■ Stated task: Please copy the entries below word for word, keeping every line in the same order, and leave the pictures out.

■ Data in this exercise:
------
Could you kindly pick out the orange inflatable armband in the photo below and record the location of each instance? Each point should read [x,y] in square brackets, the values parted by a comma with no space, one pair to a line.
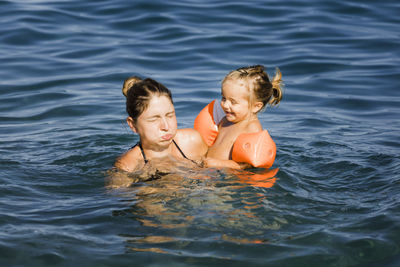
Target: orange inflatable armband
[206,123]
[258,149]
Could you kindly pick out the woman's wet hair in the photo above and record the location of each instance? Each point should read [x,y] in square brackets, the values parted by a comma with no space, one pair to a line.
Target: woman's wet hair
[259,85]
[139,92]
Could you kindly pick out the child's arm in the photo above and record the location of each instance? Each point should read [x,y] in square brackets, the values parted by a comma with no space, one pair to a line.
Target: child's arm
------
■ Response:
Could you kindly pick out the orange inflatable armband in the photo below and record the location of each instance? Each point should read [x,y] in square brackets, the values parted by a comma with no space, one pair to a line.
Target: orange inflatable armband
[206,123]
[258,149]
Could you kindly pick out the woman's wet hair in the photo above and record the location of each instance? Each point should read [x,y] in square brackets, the values parted by a comma with no space, one pair to a line.
Target: woman's wet hair
[259,85]
[139,92]
Could you kindly pick out the child's arm in the photo above and record the location of each instance? Each point should read [x,y] in square brackets, the values parted by a comma with no space, one pair to a line.
Target: child's arm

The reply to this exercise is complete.